Return each line of the material verbatim.
....................
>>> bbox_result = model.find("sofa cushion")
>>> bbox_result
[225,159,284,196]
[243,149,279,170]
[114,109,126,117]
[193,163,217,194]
....................
#### SOLVED EXERCISE:
>>> bbox_result = model.find("sofa cushion")
>>> bbox_result
[225,159,284,196]
[243,149,279,170]
[114,109,126,117]
[193,163,217,194]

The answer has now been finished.